[[ Information provided, beginning ]]
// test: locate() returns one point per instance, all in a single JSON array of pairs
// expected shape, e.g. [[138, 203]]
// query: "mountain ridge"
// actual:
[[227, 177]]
[[ Information provided, end ]]
#### What the exercise asks
Restate all the material above, keeping each word as it is.

#### Written solution
// test: locate() returns one point per instance, all in a single JSON array of pairs
// expected shape, e.g. [[138, 203]]
// query: "mountain ridge"
// actual:
[[227, 177]]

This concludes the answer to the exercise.